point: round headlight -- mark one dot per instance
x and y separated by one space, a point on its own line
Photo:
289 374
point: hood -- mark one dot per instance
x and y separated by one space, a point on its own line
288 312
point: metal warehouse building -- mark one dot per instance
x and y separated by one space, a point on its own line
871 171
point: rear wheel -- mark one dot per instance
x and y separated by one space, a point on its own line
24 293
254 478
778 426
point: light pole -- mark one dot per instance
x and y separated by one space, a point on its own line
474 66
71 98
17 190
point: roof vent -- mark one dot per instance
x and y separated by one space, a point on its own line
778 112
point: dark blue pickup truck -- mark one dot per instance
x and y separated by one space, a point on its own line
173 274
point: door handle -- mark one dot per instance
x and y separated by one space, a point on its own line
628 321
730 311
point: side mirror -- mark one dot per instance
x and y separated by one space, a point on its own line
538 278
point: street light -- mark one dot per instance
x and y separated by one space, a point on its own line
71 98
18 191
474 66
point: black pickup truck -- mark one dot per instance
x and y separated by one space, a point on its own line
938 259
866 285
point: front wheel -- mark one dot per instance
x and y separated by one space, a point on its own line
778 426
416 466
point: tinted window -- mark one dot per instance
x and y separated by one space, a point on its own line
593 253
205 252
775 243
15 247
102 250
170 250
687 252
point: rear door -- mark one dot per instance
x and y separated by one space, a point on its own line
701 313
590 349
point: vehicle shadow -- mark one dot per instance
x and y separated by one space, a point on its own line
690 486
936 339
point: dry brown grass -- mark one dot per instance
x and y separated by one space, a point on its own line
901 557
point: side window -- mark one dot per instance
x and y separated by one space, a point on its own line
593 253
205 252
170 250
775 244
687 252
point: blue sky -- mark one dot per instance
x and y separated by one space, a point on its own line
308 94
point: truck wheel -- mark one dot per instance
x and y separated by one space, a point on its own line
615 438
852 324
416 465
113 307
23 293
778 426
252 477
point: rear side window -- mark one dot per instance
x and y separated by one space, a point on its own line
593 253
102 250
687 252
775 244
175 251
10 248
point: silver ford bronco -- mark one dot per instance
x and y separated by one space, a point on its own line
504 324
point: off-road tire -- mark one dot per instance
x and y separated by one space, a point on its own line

Exercise description: Write out all of the records above exactly as they appear.

Solution to the exercise:
point: round headlight -- mark one dot per instance
x and y separated by one space, a point on its own line
Photo:
289 374
point: hood -- mark one dot per instance
x and y separated by one space, a point on its own line
288 312
point: metal warehouse building -- mark one dot per instance
x and y separated by one space, a point on its own line
871 171
point: rear wheel -- mark one dot per instance
x and y separated by one space, a point on its own line
24 293
254 478
778 426
point: light pole -- mark one dot per instance
x and y separated by one space, a point on its own line
474 66
71 98
17 190
point: roof vent -- mark one dot per instance
x and y separated by one space, a point on its own line
778 112
point: dark blue pickup truck -- mark one dot per instance
x and y separated by one space, a point on its own line
173 274
point: door handle -- mark one dot per instance
x and y separated by one space, a point on its own line
628 321
730 311
point: side mirror -- mark one dot per instance
x and y separated by one space, a point on its own line
538 278
point: street light -- mark one dot per instance
x and y separated by one space, a point on its own line
71 98
18 191
474 66
point: black pickup truck -- mark one dot per instance
x and y separated by one space, a point on its own line
938 259
866 285
point: front wheel -- mark one dot per instance
x and y separated by one space, a point on its own line
778 426
416 466
point: tinted window -- mark one dot per instance
x and y separated by one space, a point on its own line
593 253
205 252
775 243
15 247
102 250
170 250
687 252
point: rear door -- mark one dot per instance
x and y separated by one space, a point on its own line
701 313
590 349
point: vehicle shadow -- mark one dot per instance
x and y separated by one space, a point on its own line
690 486
936 339
point: dry brown grass -- mark one dot per instance
x and y separated by one space, a point on its own line
901 557
point: side window -- mark one dot per instance
x and y separated by one space, a point on its own line
593 253
205 252
170 250
775 244
687 252
point: blue sky -- mark one dot per instance
x and y separated by one space, a point on its own line
308 94
point: truck wheel -- mark one dot per instance
x and y separated by one space, a point on its own line
615 438
852 324
416 465
113 307
23 293
778 426
252 477
point: rear side window -- mark one dot per instance
x and y separated by one space, a point on its own line
593 253
102 250
687 252
775 244
175 251
10 248
point: silver ford bronco -- mark one dot per instance
x and y separated by one space, a point on its own line
504 324
point: off-road tire -- mark one dot per instance
x and y separated by one space, a point on its own line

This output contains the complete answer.